### TASK
Could you give the lines of the data below as a Markdown table with columns "Entry" and "Content", starting at the line that contains "twig in the photograph above." and ending at the last line of the data, both included, with blank lines left out?

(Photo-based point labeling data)
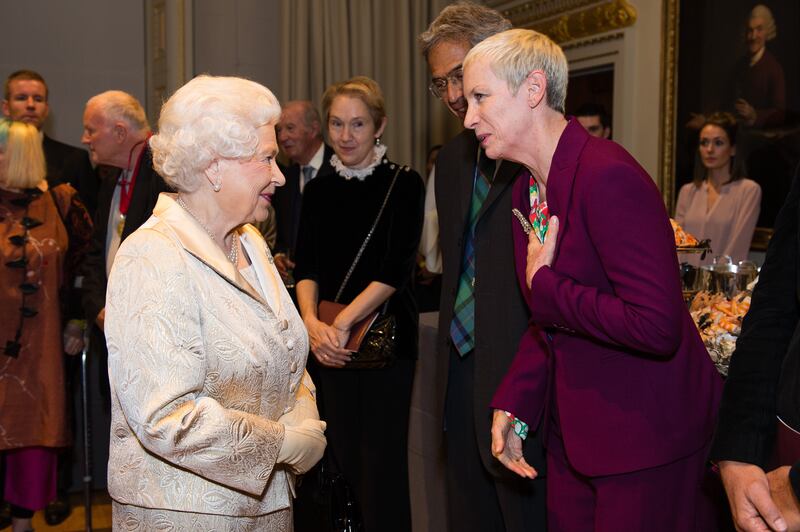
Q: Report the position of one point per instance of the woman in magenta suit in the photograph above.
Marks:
(611, 368)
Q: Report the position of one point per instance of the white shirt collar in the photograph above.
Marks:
(317, 159)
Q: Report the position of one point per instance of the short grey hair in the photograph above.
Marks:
(210, 118)
(121, 106)
(462, 22)
(310, 113)
(514, 54)
(763, 12)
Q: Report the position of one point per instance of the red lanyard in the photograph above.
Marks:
(127, 185)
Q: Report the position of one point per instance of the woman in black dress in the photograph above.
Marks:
(366, 409)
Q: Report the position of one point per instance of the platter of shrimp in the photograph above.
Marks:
(719, 320)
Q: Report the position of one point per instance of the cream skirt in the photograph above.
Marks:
(128, 517)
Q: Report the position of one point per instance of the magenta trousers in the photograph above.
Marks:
(30, 481)
(661, 499)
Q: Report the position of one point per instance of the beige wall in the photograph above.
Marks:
(640, 93)
(81, 47)
(239, 37)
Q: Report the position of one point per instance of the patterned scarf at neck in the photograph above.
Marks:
(540, 215)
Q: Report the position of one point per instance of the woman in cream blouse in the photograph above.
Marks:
(721, 204)
(212, 411)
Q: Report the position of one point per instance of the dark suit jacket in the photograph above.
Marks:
(67, 164)
(145, 193)
(634, 385)
(764, 377)
(287, 202)
(500, 312)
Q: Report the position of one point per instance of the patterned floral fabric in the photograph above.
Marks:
(539, 215)
(539, 218)
(32, 412)
(134, 518)
(201, 367)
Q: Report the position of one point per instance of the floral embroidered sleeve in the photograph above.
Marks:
(539, 218)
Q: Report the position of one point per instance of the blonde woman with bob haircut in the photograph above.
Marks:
(44, 234)
(633, 393)
(213, 413)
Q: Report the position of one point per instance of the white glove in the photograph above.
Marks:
(303, 445)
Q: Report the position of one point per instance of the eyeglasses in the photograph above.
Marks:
(454, 78)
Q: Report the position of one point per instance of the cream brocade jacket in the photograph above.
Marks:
(201, 367)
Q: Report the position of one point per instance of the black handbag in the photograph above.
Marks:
(373, 339)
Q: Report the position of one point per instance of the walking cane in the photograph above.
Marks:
(87, 433)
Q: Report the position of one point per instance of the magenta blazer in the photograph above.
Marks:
(610, 338)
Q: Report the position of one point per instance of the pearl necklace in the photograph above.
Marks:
(233, 254)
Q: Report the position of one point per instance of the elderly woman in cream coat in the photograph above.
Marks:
(212, 411)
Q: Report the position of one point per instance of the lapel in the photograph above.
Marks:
(256, 248)
(467, 176)
(197, 242)
(561, 179)
(504, 177)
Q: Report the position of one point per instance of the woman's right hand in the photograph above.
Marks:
(327, 343)
(303, 445)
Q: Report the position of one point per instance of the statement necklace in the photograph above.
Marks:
(233, 254)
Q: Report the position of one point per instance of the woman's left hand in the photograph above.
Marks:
(540, 255)
(73, 339)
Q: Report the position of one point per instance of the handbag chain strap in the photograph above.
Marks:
(368, 237)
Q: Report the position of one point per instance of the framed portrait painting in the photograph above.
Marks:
(738, 57)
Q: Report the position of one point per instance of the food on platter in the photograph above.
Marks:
(719, 320)
(682, 238)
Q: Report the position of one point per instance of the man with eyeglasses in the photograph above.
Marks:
(482, 313)
(25, 99)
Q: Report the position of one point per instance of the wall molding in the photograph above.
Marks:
(569, 20)
(668, 107)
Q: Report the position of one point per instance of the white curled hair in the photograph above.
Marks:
(209, 118)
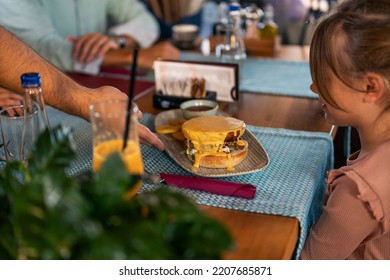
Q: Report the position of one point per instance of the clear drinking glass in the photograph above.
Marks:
(108, 119)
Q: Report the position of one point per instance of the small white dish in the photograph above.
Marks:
(198, 107)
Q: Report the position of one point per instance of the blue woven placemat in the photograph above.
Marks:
(292, 185)
(270, 76)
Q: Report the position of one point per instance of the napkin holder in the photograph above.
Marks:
(176, 80)
(167, 102)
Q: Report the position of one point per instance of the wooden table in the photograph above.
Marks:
(261, 236)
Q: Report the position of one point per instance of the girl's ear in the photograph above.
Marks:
(374, 86)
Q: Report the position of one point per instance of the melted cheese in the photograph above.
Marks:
(207, 134)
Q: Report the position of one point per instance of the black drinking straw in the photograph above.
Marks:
(130, 94)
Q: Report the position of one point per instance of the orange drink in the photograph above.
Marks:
(131, 155)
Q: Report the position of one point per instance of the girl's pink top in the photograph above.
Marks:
(355, 223)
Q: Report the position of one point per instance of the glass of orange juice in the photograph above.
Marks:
(108, 119)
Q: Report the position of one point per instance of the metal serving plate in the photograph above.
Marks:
(256, 159)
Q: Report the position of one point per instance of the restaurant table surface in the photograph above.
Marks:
(257, 235)
(292, 185)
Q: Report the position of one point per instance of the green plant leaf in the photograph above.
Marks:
(46, 215)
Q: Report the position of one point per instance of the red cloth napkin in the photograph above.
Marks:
(210, 185)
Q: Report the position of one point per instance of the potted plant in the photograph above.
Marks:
(47, 215)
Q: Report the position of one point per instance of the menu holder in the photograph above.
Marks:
(178, 81)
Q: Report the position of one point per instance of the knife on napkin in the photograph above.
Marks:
(209, 185)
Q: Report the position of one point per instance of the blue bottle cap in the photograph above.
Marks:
(31, 79)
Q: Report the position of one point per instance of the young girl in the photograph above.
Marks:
(350, 68)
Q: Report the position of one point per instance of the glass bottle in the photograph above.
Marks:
(35, 118)
(268, 29)
(233, 49)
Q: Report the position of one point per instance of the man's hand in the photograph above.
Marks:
(145, 135)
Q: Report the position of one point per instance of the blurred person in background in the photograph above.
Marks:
(58, 89)
(84, 35)
(171, 12)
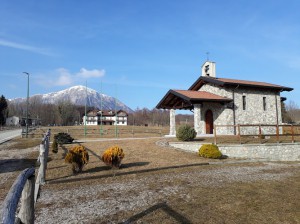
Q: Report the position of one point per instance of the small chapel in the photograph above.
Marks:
(223, 101)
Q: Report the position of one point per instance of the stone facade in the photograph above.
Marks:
(272, 152)
(228, 105)
(233, 113)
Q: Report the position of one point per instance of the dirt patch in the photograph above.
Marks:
(14, 159)
(159, 184)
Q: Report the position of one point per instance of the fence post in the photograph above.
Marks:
(292, 130)
(259, 132)
(42, 169)
(277, 133)
(215, 134)
(239, 134)
(26, 214)
(11, 201)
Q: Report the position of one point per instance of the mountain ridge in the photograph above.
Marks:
(77, 95)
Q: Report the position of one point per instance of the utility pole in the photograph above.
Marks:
(85, 109)
(101, 109)
(27, 103)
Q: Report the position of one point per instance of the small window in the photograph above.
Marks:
(244, 102)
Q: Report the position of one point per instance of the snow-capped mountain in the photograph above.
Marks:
(79, 95)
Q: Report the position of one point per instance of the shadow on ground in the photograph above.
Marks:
(166, 208)
(116, 173)
(11, 165)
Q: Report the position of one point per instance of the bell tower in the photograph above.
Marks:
(209, 69)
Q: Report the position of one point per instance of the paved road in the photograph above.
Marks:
(7, 135)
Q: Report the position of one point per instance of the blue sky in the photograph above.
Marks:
(139, 50)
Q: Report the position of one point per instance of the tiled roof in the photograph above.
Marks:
(235, 82)
(201, 95)
(185, 99)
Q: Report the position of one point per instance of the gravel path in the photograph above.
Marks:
(84, 204)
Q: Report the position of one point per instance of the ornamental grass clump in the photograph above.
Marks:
(113, 156)
(54, 146)
(210, 151)
(78, 157)
(185, 133)
(63, 138)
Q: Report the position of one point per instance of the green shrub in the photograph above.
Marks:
(54, 146)
(185, 133)
(113, 156)
(210, 151)
(63, 138)
(78, 157)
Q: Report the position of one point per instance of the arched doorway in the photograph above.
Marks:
(209, 122)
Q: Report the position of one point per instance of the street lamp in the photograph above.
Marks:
(27, 103)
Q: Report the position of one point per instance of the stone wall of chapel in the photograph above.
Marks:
(253, 114)
(221, 116)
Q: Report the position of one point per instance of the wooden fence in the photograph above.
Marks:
(260, 132)
(26, 188)
(107, 131)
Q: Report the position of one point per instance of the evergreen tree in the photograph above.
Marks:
(3, 110)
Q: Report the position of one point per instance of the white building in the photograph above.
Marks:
(108, 117)
(12, 121)
(222, 101)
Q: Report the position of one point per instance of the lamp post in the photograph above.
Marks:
(27, 103)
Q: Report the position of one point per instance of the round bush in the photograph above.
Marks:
(113, 156)
(210, 151)
(185, 133)
(63, 138)
(78, 157)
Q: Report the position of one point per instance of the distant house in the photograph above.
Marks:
(106, 117)
(12, 121)
(222, 101)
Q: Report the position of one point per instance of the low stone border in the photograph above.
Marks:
(272, 152)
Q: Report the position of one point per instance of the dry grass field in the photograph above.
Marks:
(160, 184)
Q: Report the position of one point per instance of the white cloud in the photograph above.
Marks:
(84, 73)
(63, 77)
(10, 44)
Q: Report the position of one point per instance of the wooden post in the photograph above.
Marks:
(26, 214)
(42, 169)
(215, 134)
(11, 201)
(259, 132)
(292, 130)
(239, 134)
(277, 133)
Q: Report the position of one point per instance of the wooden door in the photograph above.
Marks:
(209, 122)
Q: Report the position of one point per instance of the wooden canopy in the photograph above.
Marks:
(185, 99)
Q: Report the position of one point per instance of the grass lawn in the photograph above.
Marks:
(158, 184)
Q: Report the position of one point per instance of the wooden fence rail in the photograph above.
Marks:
(24, 185)
(28, 187)
(278, 131)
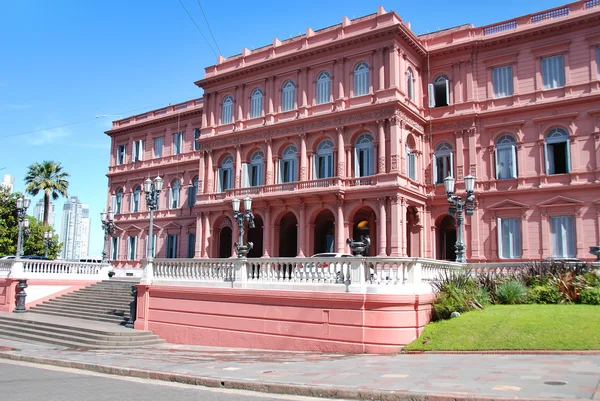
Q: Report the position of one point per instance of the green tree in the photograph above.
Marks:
(49, 178)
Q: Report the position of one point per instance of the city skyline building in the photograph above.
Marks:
(75, 229)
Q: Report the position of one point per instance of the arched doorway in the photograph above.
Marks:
(446, 228)
(363, 224)
(324, 232)
(288, 235)
(255, 236)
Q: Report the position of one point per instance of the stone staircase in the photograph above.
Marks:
(92, 318)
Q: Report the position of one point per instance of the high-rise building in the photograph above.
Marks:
(8, 181)
(75, 229)
(38, 212)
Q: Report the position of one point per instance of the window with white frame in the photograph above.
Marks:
(364, 156)
(114, 248)
(138, 150)
(506, 157)
(411, 163)
(192, 192)
(121, 152)
(174, 192)
(171, 246)
(502, 81)
(323, 87)
(256, 103)
(132, 247)
(288, 95)
(196, 137)
(225, 175)
(509, 238)
(410, 84)
(135, 199)
(323, 160)
(558, 156)
(177, 143)
(553, 72)
(191, 245)
(562, 236)
(439, 91)
(288, 165)
(443, 162)
(227, 110)
(361, 79)
(158, 142)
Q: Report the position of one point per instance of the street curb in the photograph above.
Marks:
(273, 388)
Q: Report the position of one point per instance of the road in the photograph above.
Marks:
(31, 382)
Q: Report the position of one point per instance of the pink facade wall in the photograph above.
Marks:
(405, 214)
(284, 320)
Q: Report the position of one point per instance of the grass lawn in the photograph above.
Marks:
(515, 327)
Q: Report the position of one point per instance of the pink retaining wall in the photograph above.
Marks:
(282, 320)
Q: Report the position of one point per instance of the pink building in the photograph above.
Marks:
(362, 121)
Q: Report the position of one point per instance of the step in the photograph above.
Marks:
(80, 337)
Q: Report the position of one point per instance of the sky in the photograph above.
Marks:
(70, 67)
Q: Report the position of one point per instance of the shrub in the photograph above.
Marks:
(543, 294)
(511, 292)
(590, 296)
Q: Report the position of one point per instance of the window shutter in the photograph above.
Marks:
(447, 92)
(431, 96)
(245, 175)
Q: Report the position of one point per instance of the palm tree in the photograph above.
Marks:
(48, 177)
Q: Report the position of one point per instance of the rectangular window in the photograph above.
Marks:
(191, 245)
(562, 236)
(553, 72)
(132, 248)
(177, 143)
(171, 246)
(196, 137)
(509, 238)
(158, 147)
(114, 248)
(138, 150)
(502, 81)
(121, 149)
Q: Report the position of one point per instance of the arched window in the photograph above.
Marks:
(323, 87)
(558, 155)
(288, 165)
(443, 163)
(410, 84)
(506, 157)
(256, 103)
(227, 110)
(225, 175)
(135, 199)
(411, 162)
(323, 160)
(364, 156)
(361, 79)
(439, 91)
(174, 194)
(192, 192)
(288, 95)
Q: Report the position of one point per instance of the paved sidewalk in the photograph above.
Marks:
(378, 377)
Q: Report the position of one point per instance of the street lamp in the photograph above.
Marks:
(456, 208)
(241, 249)
(151, 189)
(47, 241)
(22, 205)
(109, 228)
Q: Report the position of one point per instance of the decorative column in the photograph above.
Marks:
(341, 164)
(382, 226)
(381, 150)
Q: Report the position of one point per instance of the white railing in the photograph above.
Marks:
(350, 274)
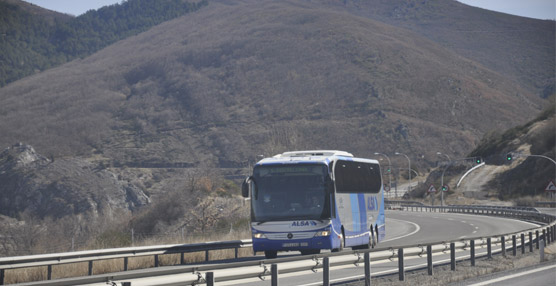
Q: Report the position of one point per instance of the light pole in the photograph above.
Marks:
(408, 169)
(442, 178)
(389, 170)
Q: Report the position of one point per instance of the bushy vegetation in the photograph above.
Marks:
(30, 42)
(528, 175)
(499, 143)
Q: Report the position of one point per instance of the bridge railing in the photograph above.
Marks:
(260, 268)
(90, 256)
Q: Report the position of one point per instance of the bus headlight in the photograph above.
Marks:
(325, 232)
(258, 235)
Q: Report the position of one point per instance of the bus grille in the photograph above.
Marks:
(284, 235)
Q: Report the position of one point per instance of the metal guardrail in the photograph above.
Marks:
(90, 256)
(251, 269)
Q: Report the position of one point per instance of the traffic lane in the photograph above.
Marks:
(551, 211)
(538, 275)
(348, 274)
(435, 227)
(431, 227)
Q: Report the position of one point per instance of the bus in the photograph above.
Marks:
(308, 201)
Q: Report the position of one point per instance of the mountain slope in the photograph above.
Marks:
(35, 39)
(520, 48)
(260, 77)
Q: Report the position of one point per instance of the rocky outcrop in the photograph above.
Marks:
(58, 187)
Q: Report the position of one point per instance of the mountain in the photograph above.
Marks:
(517, 47)
(521, 179)
(242, 78)
(35, 39)
(41, 187)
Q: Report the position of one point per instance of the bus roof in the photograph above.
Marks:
(312, 156)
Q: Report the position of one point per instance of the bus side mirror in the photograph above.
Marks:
(245, 187)
(329, 185)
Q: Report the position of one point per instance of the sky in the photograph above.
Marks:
(540, 9)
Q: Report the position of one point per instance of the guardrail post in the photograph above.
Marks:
(523, 243)
(49, 272)
(209, 277)
(514, 243)
(367, 269)
(326, 271)
(401, 269)
(429, 259)
(274, 270)
(489, 248)
(537, 236)
(472, 252)
(453, 256)
(530, 241)
(542, 250)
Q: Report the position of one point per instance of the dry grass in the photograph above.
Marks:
(116, 265)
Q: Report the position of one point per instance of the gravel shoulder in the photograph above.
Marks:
(484, 266)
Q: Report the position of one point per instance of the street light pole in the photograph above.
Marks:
(389, 171)
(408, 170)
(442, 178)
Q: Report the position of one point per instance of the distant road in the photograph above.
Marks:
(403, 228)
(537, 275)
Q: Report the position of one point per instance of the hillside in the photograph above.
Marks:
(42, 187)
(36, 39)
(517, 47)
(242, 78)
(522, 179)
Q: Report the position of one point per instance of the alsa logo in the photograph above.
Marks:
(372, 204)
(304, 223)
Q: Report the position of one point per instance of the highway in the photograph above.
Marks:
(403, 228)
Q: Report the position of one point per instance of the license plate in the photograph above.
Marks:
(295, 244)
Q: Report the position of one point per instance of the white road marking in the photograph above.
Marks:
(417, 228)
(513, 276)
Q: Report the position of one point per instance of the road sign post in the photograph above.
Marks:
(432, 191)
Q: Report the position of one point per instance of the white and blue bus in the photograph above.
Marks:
(312, 200)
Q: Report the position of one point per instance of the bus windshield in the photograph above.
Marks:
(290, 192)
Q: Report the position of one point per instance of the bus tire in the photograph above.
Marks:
(270, 254)
(342, 243)
(310, 251)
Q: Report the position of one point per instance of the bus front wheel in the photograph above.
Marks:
(270, 254)
(342, 244)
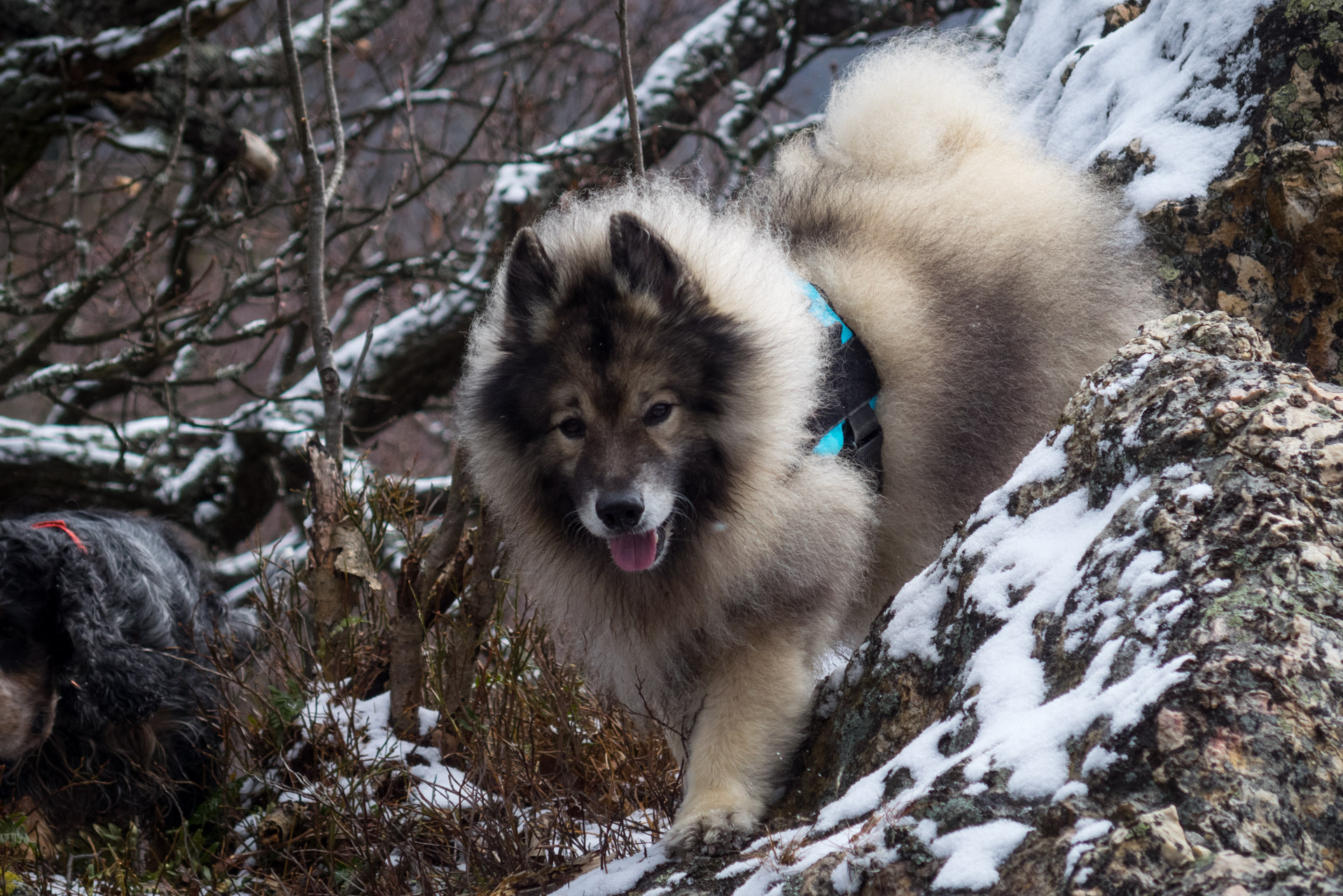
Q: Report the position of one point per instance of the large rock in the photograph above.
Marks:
(1122, 676)
(1267, 239)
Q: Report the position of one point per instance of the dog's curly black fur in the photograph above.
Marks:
(108, 679)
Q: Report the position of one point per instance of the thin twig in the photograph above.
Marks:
(627, 77)
(332, 105)
(314, 253)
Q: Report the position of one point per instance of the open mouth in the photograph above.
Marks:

### WRITTEN ANSWER
| Entry | Content |
|---|---|
| 1 | Q: Report the position of one point per instance of the thin twig in the photograph above. |
| 2 | Marks: |
| 3 | (627, 77) |
| 4 | (332, 105) |
| 5 | (314, 253) |
| 6 | Q: Report the position of one point per instance of the open mouth in the photograph above. |
| 7 | Marks: |